• _TEXT SECTION_:
※ ※ ※

A personal loan is a financing option to consider if you have a secure job and credit score.

Personal loans have a lot of different interest rates depending on the lender, so be sure to compare lenders before securing a loan. A personal loan can help finance a garage build if there’s not enough equity in your home for a home equity loan or a HELOC. Personal loans are typically unsecured, so your income and overall financial situation determine your loan limit. A personal loan may have a higher interest rate and shorter repayment term.

Federal Housing Administration FHA 203(k)

If you dream of buying a fixer-upper home and doing the work yourself, an FHA 203(k) may interest you. Also known as FHA Rehabilitation Mortgage Insurance, FHA 203(k) is a program that helps home buyers purchase real estate in need of repair. You must live in the home and not use it as a rental property. The home must also meet FHA loan standards. Additionally, your garage build needs to function like a standard garage to be approved. The approval process takes 30 – 60 days to complete. Closing costs and fees are involved.

※ ※ ※

• _WORK INSTRUCTION_: Reproduce the passage of the garage financing text from "Federal Housing Administration" up to and including "fees are involved.", word for word.

※ ※ ※

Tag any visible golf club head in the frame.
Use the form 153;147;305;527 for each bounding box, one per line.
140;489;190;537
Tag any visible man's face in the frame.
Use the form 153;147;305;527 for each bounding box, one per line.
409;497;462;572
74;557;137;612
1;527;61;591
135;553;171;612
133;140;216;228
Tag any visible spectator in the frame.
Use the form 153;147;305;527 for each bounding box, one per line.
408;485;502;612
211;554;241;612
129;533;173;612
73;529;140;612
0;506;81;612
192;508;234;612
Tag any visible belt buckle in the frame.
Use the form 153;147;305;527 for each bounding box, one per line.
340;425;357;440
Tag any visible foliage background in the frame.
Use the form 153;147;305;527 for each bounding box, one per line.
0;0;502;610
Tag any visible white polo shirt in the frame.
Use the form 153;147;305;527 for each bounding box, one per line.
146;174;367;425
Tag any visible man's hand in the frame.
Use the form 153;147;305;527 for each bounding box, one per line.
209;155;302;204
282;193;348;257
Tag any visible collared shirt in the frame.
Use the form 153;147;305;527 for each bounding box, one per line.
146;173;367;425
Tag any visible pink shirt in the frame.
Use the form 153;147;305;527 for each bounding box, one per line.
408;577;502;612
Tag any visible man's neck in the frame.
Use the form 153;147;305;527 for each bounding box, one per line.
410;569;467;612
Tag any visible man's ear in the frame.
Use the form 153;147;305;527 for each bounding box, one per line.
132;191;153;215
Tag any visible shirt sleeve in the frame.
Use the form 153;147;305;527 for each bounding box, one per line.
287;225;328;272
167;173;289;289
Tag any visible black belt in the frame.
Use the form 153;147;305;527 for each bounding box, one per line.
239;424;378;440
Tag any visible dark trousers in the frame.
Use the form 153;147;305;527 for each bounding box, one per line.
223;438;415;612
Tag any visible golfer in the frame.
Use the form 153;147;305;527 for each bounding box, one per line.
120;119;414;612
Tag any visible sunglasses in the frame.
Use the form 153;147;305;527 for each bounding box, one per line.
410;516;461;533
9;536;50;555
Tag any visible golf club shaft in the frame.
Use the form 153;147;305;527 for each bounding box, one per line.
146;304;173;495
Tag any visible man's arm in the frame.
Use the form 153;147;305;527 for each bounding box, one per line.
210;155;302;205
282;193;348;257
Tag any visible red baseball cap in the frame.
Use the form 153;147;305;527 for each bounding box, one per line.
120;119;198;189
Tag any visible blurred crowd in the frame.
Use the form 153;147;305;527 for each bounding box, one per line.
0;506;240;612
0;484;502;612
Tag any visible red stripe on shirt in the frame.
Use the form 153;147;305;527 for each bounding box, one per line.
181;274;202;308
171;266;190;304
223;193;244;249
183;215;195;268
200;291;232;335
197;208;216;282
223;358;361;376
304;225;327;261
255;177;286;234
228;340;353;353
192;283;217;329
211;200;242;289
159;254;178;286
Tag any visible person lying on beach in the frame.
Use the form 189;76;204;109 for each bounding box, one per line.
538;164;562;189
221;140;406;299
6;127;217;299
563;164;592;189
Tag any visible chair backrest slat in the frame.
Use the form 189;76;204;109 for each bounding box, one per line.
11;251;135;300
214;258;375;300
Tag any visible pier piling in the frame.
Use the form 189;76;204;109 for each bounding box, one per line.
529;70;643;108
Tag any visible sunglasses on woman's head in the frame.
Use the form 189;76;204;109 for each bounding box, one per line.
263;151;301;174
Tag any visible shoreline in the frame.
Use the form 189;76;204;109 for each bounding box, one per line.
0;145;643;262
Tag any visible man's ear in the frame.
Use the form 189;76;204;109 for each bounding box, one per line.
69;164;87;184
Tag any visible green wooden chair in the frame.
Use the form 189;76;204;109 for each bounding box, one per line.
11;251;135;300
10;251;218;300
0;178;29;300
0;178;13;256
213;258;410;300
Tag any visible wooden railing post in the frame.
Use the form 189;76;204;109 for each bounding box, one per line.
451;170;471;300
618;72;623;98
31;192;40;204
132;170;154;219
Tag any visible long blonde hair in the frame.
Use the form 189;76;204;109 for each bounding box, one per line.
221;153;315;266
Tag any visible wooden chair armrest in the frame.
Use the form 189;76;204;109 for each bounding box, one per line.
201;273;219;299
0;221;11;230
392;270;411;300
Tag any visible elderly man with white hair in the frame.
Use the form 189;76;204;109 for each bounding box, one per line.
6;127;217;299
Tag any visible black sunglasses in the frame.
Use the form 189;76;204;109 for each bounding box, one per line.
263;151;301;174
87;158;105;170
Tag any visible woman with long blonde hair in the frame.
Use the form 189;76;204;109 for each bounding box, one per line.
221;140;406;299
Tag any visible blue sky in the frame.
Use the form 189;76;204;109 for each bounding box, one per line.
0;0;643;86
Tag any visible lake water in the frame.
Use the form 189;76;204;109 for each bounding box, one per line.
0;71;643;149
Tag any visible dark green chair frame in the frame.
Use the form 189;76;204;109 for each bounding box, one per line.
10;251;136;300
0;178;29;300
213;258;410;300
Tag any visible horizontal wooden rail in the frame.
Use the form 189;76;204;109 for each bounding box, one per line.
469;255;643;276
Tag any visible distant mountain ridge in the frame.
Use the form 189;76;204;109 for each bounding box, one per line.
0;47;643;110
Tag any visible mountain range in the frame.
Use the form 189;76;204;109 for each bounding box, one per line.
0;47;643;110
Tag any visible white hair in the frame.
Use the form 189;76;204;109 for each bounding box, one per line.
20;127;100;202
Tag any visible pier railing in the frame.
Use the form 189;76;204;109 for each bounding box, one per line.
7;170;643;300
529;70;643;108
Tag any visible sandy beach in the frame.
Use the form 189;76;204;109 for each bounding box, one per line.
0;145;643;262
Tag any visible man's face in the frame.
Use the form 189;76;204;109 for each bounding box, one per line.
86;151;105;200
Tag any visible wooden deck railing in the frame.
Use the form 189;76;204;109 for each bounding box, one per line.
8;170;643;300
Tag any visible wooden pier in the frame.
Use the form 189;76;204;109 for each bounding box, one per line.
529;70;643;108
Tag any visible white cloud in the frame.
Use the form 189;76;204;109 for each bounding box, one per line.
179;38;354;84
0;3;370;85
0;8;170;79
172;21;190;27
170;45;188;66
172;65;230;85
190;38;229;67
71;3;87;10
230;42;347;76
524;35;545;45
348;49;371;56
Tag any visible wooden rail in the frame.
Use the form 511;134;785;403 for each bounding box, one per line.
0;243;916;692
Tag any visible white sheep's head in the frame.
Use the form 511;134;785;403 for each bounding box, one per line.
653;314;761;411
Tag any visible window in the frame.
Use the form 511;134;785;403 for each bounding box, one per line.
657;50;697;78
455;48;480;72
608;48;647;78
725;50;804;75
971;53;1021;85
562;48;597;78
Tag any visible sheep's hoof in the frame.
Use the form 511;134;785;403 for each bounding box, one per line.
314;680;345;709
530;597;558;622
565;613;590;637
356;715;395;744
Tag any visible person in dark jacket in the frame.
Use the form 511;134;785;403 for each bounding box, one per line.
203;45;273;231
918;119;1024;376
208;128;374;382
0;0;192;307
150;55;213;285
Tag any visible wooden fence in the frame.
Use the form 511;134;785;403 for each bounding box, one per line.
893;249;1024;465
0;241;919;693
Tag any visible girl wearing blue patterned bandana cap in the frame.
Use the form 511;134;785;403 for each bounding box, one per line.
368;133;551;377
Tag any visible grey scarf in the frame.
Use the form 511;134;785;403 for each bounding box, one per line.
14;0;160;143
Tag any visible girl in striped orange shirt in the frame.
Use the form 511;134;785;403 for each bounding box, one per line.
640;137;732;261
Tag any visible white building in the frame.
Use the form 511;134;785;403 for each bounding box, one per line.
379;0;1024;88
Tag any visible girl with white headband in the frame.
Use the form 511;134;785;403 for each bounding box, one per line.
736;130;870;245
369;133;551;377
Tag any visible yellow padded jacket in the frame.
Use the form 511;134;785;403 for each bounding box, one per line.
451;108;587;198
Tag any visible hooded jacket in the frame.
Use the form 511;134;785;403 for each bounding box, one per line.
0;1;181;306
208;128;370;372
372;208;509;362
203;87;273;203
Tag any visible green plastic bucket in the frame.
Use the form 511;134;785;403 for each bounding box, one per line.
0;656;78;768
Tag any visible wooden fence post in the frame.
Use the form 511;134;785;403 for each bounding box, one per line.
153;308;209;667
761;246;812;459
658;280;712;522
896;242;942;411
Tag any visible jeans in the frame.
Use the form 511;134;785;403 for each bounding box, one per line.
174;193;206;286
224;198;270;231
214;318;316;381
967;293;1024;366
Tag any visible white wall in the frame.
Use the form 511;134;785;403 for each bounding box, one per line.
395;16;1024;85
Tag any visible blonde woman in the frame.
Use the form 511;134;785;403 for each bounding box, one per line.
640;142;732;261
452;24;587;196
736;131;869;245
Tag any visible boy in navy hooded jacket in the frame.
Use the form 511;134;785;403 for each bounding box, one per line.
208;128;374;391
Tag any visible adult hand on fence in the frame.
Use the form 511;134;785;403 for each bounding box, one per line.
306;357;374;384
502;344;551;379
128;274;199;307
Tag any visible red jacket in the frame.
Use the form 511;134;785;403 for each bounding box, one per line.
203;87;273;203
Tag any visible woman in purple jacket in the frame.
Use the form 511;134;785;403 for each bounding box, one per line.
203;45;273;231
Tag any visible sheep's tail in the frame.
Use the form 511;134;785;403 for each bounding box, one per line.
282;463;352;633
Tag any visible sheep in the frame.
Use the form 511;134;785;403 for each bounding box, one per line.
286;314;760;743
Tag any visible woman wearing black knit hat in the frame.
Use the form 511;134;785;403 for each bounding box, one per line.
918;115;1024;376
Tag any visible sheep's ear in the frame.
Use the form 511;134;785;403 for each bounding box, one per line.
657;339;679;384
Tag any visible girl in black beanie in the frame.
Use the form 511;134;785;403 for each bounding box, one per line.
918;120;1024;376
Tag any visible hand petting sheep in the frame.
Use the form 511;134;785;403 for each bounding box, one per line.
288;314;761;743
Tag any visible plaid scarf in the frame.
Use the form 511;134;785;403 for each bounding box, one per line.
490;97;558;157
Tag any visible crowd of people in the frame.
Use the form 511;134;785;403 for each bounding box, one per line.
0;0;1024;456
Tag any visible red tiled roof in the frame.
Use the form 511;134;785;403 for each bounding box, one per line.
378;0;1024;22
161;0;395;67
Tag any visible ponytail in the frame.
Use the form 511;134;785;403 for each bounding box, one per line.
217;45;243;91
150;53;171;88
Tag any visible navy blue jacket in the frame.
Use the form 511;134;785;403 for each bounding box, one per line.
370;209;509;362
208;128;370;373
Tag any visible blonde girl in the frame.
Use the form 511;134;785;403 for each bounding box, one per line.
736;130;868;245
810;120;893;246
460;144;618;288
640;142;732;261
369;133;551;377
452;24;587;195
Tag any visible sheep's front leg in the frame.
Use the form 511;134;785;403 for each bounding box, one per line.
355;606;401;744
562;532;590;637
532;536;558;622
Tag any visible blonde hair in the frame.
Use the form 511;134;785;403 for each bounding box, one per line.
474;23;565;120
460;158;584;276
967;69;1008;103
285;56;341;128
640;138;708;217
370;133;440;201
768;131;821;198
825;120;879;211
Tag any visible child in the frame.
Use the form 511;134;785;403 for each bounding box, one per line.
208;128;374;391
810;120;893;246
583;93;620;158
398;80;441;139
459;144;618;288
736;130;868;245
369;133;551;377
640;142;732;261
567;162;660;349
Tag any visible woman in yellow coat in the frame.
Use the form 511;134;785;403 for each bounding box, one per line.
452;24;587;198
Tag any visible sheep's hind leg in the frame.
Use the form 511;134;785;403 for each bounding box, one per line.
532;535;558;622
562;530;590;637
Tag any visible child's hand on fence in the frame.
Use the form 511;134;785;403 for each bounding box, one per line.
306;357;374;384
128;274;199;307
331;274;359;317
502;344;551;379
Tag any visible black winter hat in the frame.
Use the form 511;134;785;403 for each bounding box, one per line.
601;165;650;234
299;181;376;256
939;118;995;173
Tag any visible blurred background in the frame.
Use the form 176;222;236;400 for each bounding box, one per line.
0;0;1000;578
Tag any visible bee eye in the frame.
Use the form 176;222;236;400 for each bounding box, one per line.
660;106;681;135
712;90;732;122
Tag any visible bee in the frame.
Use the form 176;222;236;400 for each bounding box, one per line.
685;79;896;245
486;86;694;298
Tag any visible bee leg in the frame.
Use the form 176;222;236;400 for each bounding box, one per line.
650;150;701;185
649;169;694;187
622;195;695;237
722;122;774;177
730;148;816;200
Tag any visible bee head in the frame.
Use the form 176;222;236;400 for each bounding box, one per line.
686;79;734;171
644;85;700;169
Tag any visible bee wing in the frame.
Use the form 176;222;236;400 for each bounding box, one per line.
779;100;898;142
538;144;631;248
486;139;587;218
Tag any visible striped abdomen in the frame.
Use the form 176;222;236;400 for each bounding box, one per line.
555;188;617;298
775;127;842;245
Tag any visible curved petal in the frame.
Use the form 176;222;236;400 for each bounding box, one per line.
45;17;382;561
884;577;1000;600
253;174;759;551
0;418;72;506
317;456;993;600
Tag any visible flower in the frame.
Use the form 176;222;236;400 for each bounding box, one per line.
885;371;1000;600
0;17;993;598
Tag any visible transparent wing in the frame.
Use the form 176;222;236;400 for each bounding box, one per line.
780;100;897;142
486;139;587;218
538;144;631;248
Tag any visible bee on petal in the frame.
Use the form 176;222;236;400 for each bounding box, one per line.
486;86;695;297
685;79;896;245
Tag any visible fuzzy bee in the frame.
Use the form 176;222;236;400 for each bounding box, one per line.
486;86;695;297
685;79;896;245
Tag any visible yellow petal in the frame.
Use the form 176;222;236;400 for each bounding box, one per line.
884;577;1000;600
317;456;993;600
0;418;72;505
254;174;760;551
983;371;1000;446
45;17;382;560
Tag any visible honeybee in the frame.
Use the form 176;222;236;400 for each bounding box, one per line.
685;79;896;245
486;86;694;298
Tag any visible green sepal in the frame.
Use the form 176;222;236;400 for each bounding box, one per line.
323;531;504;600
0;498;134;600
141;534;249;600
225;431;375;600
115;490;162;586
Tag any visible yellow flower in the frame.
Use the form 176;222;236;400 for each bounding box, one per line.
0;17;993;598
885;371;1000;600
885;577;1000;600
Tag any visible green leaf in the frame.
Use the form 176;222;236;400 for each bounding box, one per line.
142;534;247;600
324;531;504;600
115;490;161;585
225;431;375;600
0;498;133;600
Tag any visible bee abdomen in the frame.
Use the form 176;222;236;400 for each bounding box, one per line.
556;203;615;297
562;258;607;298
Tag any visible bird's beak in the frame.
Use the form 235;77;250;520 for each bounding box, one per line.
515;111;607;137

※ ※ ※

• _RESULT FOR THIS TASK_:
Federal Housing Administration FHA 203(k)

If you dream of buying a fixer-upper home and doing the work yourself, an FHA 203(k) may interest you. Also known as FHA Rehabilitation Mortgage Insurance, FHA 203(k) is a program that helps home buyers purchase real estate in need of repair. You must live in the home and not use it as a rental property. The home must also meet FHA loan standards. Additionally, your garage build needs to function like a standard garage to be approved. The approval process takes 30 – 60 days to complete. Closing costs and fees are involved.